■ **Task objective**
An exact, complete copy of the lines below is the expected answer.

■ **Material for this task**
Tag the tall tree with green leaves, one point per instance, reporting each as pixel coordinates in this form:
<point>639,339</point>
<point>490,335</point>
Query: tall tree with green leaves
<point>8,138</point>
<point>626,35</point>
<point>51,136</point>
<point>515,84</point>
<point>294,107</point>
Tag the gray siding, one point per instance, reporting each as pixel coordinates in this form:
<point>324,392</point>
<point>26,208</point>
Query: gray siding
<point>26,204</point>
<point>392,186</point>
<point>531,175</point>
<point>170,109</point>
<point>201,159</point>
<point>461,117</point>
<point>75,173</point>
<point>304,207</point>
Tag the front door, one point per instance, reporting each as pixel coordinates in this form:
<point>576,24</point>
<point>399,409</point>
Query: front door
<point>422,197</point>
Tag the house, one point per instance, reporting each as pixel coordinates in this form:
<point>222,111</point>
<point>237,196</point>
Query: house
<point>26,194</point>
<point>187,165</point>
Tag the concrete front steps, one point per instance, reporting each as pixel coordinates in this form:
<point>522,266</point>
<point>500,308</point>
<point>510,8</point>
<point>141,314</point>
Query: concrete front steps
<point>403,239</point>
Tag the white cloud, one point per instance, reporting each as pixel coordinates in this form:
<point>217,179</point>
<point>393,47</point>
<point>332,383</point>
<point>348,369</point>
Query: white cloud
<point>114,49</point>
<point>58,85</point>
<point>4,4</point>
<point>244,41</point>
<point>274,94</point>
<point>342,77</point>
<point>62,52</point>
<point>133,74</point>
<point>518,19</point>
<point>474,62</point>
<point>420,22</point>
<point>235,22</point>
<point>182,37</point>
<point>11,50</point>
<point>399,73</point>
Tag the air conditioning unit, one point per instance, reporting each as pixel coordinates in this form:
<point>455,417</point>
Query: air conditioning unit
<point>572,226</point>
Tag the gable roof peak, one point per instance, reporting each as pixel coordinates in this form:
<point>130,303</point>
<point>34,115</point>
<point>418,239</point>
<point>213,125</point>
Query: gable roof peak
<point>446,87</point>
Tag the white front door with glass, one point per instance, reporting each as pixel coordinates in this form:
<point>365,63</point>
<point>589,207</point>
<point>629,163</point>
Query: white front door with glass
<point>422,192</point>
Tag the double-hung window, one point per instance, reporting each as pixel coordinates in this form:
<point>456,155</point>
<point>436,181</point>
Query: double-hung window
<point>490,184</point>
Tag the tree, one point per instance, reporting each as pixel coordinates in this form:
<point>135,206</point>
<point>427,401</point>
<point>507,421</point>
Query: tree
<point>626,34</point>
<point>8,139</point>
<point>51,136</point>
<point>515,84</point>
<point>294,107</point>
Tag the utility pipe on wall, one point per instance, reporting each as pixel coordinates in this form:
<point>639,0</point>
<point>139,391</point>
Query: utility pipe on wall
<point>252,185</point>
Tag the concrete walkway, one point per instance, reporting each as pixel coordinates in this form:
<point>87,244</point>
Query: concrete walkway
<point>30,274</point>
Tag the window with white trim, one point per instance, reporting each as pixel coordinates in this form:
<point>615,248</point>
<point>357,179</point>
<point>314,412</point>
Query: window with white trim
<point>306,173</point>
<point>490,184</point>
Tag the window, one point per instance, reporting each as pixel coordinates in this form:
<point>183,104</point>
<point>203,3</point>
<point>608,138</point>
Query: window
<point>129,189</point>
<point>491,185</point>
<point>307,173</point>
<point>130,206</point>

■ **Task response**
Tag the tall tree with green leaves, one point per instance, reporting each as pixel coordinates in this form:
<point>639,339</point>
<point>490,335</point>
Query: tall tree with green leaves
<point>8,138</point>
<point>626,35</point>
<point>51,136</point>
<point>515,84</point>
<point>294,107</point>
Tag the gray siding, one point per instance, reporting each as pixel coordinates in this form:
<point>324,392</point>
<point>26,208</point>
Query: gray siding
<point>26,204</point>
<point>392,186</point>
<point>531,175</point>
<point>170,109</point>
<point>201,159</point>
<point>461,117</point>
<point>75,173</point>
<point>304,207</point>
Tag the front door, one point per instance, reporting each as pixel coordinates in this form:
<point>576,24</point>
<point>399,409</point>
Query: front door
<point>422,197</point>
Tag the house, one point per instance, reporting each as pixel coordinates in this form:
<point>222,111</point>
<point>237,196</point>
Query: house
<point>26,194</point>
<point>187,165</point>
Tag the concrete front steps, one point per instance, reporting each as pixel coordinates in this form:
<point>522,266</point>
<point>500,308</point>
<point>510,8</point>
<point>141,314</point>
Query: concrete front steps
<point>403,239</point>
Tag the white cloud, one point per instance, reporting each as pixel coordinates in this form:
<point>217,179</point>
<point>393,47</point>
<point>332,383</point>
<point>348,369</point>
Query: white cloud
<point>114,49</point>
<point>58,85</point>
<point>4,4</point>
<point>244,41</point>
<point>274,94</point>
<point>342,77</point>
<point>62,52</point>
<point>133,74</point>
<point>518,19</point>
<point>474,62</point>
<point>420,22</point>
<point>235,22</point>
<point>182,37</point>
<point>11,50</point>
<point>399,73</point>
Tag the air conditioning unit, one point per instance, reporting each as pixel coordinates in this form:
<point>455,417</point>
Query: air conditioning unit
<point>572,226</point>
Tag the gable roof peak, one point per instance, reporting each as pixel coordinates in this form:
<point>130,303</point>
<point>34,115</point>
<point>418,239</point>
<point>213,125</point>
Query: gable roof peak
<point>446,87</point>
Tag the white front door with glass, one point per instance, reporting each as pixel coordinates in this form:
<point>365,63</point>
<point>589,207</point>
<point>629,163</point>
Query: white front door with glass
<point>422,192</point>
Tag the double-hung window, one point per instance, reporting each as pixel coordinates in this form:
<point>456,155</point>
<point>436,181</point>
Query: double-hung window
<point>490,184</point>
Tag the tree, one point per instance, reporting each as pixel coordinates in this form:
<point>135,206</point>
<point>427,401</point>
<point>507,421</point>
Query: tree
<point>626,34</point>
<point>8,139</point>
<point>51,136</point>
<point>515,84</point>
<point>294,107</point>
Tag the utility pipe on wall, one point per instance, reporting each as pixel coordinates in this form:
<point>639,0</point>
<point>139,391</point>
Query: utility pipe on wall
<point>252,185</point>
Tag the concrete walkway, one point per instance, reporting each as pixel coordinates in this form:
<point>87,244</point>
Query: concrete walkway
<point>30,274</point>
Tag the window with white trim, one point per instance, reporting each as pixel coordinates in this form:
<point>615,248</point>
<point>357,179</point>
<point>314,412</point>
Query: window with white trim
<point>306,173</point>
<point>490,184</point>
Tag the window, one point per instance, reporting each as pixel coordinates in this form:
<point>183,104</point>
<point>203,3</point>
<point>608,138</point>
Query: window
<point>129,189</point>
<point>491,185</point>
<point>307,173</point>
<point>130,206</point>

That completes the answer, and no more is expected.